> [Requirement A]:
Quote the super-pixel background suppression passage in its entirety, word for word.

We use Johnson’s [8] algorithm to find the shortest paths \(\min \{\omega (P(I_{i},I_{b}))\}\). The pixel with a lower S value in the foreground has a higher possibility of background.

Obviously, using Eqs. 2 and 5 to evaluate the value for each image pixel is an extremely inefficient process, which is too computationally expensive even for medium sized images. The key to speed up the algorithm is the use of super-pixels instead of pixels to reduce the number of pixels in the image. We extract the SLIC super-pixels [1] from image regions. Each region is re-scaled to have maximum dimension of 250 * 250 pixels with aspect ratio unchanged. Then the mean color of super-pixels is computed and analyzed at the region level. We further incorporate its global contrast and connectivity information to increase the difference between foreground and background. Specifically, for any super-pixel region \(r_{k}\), we can define \(C(r_{k})\) and \(S(r_{k})\) from Eq. 2 and 5. The background suppression result is defined as,

$$\begin{aligned} S_{b}(r_{k})= \omega (r_{k})S(r_{k})(C(r_{k})+\varepsilon ) \end{aligned}$$
(5)

> [Requirement B]:
From the listing, extract every line that contains the string "trousers".

> [Data in this exercise]:
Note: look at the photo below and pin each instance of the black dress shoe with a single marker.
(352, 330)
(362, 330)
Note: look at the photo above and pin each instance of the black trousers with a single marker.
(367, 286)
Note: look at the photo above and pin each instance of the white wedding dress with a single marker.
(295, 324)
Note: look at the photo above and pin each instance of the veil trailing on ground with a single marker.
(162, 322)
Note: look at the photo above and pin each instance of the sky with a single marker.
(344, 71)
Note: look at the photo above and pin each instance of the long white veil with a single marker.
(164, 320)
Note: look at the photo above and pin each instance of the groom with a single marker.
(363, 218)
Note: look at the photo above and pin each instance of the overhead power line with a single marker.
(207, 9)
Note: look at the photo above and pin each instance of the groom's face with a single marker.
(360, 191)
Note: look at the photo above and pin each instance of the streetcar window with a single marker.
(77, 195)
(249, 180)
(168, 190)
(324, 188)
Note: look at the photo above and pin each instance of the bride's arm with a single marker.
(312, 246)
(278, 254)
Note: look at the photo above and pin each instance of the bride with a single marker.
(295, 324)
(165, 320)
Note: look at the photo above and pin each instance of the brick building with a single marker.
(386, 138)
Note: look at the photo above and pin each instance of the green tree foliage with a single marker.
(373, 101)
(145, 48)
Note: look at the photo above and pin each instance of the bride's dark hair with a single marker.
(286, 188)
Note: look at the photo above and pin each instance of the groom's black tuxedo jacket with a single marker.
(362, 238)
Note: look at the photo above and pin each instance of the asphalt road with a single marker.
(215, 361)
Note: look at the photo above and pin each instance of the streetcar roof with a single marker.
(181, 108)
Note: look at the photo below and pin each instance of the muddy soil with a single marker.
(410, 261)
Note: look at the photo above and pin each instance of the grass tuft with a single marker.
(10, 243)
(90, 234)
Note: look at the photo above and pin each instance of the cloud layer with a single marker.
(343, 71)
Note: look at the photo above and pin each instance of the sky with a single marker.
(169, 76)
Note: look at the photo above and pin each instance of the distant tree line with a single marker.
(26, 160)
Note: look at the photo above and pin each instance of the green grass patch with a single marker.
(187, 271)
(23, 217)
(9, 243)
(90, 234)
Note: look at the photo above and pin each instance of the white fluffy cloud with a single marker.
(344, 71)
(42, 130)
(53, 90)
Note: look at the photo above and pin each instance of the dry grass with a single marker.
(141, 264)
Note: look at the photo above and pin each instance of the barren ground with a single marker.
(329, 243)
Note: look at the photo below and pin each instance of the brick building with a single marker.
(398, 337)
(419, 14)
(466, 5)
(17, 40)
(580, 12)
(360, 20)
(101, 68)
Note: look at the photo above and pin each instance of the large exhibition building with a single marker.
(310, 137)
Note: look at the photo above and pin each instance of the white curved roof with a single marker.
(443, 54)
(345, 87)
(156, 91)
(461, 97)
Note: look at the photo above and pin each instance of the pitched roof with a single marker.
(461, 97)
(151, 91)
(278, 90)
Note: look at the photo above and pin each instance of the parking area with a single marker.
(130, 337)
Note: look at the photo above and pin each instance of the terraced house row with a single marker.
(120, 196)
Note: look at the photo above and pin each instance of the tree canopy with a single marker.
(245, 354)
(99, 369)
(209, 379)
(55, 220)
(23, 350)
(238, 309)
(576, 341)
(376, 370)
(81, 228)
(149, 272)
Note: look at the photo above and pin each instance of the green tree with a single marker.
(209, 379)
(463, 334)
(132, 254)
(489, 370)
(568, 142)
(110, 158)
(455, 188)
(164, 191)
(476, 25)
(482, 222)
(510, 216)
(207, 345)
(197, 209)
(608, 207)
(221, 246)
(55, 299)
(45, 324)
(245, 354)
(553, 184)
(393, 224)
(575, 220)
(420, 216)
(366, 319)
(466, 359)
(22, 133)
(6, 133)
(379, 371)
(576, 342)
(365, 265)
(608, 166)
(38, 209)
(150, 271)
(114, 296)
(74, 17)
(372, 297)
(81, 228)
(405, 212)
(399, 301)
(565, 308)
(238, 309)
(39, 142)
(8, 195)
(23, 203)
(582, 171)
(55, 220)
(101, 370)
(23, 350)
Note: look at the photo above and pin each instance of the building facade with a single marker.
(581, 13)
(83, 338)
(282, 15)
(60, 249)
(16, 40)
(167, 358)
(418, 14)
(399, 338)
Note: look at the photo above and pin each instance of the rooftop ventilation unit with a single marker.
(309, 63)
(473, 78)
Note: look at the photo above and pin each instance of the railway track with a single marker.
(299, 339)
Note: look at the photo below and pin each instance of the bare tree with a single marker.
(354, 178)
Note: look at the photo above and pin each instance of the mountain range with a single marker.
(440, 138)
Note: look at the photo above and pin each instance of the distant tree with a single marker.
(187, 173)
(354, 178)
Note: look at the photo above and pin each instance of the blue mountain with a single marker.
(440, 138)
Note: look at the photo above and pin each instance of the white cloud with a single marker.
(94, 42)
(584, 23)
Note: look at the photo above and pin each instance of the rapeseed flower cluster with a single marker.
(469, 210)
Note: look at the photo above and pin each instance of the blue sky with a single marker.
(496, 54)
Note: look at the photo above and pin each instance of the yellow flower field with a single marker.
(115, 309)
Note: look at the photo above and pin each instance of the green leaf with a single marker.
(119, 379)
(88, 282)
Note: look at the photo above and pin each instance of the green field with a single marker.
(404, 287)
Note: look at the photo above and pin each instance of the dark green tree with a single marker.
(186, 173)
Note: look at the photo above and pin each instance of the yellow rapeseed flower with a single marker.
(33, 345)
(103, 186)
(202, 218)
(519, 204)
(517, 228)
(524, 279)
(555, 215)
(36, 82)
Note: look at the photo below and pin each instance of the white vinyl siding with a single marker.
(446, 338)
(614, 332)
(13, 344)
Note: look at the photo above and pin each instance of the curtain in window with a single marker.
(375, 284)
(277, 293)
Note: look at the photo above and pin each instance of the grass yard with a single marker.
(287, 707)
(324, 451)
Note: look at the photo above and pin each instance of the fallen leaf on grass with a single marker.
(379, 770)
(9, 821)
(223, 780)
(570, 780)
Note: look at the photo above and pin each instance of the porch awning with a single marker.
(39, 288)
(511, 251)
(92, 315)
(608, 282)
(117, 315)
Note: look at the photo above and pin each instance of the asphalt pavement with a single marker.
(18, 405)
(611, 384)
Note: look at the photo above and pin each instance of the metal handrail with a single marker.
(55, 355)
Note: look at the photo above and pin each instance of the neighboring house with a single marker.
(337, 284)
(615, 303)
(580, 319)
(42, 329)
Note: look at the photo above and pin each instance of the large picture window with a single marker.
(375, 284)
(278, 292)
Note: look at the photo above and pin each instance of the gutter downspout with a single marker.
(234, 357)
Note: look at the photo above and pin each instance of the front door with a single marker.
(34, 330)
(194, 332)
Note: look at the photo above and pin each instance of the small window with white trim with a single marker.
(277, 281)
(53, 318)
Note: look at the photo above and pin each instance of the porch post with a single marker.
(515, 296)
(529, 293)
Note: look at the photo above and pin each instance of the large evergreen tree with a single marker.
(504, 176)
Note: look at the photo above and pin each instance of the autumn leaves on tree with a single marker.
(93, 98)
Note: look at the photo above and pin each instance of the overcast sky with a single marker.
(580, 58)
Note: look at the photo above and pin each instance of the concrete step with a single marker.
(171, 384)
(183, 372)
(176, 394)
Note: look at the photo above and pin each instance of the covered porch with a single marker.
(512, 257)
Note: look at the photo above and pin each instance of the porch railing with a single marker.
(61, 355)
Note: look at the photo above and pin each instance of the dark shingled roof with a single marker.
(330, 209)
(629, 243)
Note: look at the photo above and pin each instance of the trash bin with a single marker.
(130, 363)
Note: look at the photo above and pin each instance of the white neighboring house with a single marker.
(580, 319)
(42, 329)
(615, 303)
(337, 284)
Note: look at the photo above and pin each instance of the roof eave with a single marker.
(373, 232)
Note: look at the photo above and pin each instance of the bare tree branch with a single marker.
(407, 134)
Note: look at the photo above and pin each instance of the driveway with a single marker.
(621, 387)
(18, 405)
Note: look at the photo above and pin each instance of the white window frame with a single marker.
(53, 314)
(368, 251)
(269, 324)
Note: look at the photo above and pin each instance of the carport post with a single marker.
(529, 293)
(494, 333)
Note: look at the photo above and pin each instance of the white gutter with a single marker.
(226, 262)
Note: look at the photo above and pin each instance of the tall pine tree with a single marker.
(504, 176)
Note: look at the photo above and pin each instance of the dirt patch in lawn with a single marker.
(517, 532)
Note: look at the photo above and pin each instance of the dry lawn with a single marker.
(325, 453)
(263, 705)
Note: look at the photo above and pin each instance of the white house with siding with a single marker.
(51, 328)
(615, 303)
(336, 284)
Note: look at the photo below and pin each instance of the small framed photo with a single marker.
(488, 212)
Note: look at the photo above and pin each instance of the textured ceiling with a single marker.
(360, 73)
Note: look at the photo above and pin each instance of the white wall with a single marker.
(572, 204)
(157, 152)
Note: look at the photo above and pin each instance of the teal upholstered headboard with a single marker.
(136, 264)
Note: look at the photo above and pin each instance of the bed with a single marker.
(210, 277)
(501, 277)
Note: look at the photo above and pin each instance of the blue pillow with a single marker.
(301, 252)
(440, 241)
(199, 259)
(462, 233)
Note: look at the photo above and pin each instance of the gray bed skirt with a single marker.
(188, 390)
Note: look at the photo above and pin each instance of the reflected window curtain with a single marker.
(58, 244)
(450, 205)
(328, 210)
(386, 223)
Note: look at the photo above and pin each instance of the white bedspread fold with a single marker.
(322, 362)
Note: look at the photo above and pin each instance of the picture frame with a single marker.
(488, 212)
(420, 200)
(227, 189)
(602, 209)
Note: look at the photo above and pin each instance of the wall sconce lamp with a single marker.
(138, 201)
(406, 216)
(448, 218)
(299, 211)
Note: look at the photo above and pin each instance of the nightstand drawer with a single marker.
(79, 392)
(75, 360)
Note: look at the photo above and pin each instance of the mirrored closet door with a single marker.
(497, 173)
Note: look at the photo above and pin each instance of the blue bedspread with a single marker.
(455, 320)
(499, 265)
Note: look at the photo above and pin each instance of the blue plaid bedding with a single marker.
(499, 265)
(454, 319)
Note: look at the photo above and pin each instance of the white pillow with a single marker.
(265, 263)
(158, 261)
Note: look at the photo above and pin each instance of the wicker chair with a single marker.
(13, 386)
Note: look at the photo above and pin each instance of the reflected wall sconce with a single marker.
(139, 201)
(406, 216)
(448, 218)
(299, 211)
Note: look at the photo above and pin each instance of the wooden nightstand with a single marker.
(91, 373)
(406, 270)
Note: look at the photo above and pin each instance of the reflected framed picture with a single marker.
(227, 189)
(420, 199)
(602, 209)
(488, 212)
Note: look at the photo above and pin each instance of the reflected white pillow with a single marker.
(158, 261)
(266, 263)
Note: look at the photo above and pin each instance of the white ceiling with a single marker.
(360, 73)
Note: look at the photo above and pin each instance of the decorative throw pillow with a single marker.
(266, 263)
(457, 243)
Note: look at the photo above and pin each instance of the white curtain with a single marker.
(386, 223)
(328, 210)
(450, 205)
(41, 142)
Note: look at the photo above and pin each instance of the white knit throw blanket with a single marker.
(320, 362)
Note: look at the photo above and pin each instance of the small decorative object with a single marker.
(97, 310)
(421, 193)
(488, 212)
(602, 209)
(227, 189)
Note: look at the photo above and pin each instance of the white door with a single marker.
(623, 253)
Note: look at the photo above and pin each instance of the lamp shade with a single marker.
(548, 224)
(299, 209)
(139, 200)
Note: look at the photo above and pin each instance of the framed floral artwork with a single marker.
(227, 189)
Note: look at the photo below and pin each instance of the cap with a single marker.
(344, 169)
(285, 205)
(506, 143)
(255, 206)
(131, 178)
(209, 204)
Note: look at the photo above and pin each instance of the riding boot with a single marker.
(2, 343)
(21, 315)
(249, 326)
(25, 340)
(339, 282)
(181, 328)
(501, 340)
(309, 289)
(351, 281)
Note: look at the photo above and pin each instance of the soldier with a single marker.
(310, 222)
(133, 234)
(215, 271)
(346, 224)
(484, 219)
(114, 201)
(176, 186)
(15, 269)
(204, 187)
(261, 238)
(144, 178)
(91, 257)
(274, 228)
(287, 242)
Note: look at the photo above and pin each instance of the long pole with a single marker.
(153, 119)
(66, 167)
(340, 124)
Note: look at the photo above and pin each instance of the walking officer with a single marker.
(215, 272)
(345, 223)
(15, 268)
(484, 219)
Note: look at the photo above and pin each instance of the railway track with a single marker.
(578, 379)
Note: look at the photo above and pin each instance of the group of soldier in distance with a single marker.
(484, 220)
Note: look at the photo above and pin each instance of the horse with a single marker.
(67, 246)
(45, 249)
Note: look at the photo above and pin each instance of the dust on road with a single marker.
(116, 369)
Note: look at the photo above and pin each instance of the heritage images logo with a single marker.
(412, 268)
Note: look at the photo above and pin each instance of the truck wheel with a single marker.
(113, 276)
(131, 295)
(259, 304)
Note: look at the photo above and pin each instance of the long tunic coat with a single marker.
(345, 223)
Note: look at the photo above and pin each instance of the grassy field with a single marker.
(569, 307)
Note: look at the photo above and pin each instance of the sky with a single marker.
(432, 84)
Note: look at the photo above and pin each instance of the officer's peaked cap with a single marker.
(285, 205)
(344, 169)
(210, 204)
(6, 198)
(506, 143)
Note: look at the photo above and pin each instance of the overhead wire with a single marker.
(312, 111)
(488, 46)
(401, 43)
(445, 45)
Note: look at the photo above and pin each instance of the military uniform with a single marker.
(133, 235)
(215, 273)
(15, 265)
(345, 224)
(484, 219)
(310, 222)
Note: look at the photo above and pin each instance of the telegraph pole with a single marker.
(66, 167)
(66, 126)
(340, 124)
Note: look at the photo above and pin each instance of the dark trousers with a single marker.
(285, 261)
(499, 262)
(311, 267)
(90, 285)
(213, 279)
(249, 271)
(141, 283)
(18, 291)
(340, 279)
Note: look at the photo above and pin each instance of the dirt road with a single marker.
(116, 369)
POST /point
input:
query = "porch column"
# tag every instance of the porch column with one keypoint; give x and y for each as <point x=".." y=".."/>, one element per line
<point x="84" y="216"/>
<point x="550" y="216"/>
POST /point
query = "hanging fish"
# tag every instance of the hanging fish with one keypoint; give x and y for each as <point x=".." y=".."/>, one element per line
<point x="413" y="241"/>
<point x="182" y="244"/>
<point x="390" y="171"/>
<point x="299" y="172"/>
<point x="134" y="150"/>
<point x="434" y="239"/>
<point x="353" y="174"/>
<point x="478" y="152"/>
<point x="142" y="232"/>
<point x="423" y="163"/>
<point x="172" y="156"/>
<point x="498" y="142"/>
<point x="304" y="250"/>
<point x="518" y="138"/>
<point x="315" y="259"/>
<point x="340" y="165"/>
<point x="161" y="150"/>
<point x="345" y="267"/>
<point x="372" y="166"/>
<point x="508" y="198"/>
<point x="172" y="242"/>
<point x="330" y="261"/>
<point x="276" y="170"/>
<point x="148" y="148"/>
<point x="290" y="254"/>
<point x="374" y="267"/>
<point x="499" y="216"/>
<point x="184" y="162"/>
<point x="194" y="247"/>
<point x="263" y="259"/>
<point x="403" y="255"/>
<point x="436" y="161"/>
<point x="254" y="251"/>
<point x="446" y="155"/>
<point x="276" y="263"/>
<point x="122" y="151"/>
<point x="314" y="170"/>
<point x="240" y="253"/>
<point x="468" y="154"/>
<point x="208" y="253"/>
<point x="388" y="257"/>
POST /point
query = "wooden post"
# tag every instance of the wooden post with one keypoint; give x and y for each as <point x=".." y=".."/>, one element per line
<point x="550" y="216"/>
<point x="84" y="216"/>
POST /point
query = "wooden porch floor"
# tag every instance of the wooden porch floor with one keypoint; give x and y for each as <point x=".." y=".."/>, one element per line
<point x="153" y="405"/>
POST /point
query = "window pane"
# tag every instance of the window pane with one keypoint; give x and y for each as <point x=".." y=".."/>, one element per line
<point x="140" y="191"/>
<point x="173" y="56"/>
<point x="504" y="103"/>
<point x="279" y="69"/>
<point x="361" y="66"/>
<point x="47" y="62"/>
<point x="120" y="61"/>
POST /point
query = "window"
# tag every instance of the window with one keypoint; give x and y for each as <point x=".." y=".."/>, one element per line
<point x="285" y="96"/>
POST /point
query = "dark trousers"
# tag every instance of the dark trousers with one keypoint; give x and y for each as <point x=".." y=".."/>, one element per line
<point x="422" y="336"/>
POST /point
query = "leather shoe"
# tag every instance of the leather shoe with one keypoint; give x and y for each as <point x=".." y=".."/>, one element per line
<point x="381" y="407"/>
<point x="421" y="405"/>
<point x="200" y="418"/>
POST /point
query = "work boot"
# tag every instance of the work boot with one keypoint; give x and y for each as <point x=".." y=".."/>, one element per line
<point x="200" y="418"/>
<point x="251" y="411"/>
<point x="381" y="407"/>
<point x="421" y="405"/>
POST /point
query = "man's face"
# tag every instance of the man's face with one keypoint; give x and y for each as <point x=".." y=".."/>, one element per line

> [Right answer A]:
We use Johnson’s [8] algorithm to find the shortest paths \(\min \{\omega (P(I_{i},I_{b}))\}\). The pixel with a lower S value in the foreground has a higher possibility of background.

Obviously, using Eqs. 2 and 5 to evaluate the value for each image pixel is an extremely inefficient process, which is too computationally expensive even for medium sized images. The key to speed up the algorithm is the use of super-pixels instead of pixels to reduce the number of pixels in the image. We extract the SLIC super-pixels [1] from image regions. Each region is re-scaled to have maximum dimension of 250 * 250 pixels with aspect ratio unchanged. Then the mean color of super-pixels is computed and analyzed at the region level. We further incorporate its global contrast and connectivity information to increase the difference between foreground and background. Specifically, for any super-pixel region \(r_{k}\), we can define \(C(r_{k})\) and \(S(r_{k})\) from Eq. 2 and 5. The background suppression result is defined as,

$$\begin{aligned} S_{b}(r_{k})= \omega (r_{k})S(r_{k})(C(r_{k})+\varepsilon ) \end{aligned}$$
(5)

> [Right answer B]:
Note: look at the photo above and pin each instance of the black trousers with a single marker.
Note: look at the photo above and pin each instance of the dark trousers with a single marker.
query = "dark trousers"
# tag every instance of the dark trousers with one keypoint; give x and y for each as <point x=".." y=".."/>, one element per line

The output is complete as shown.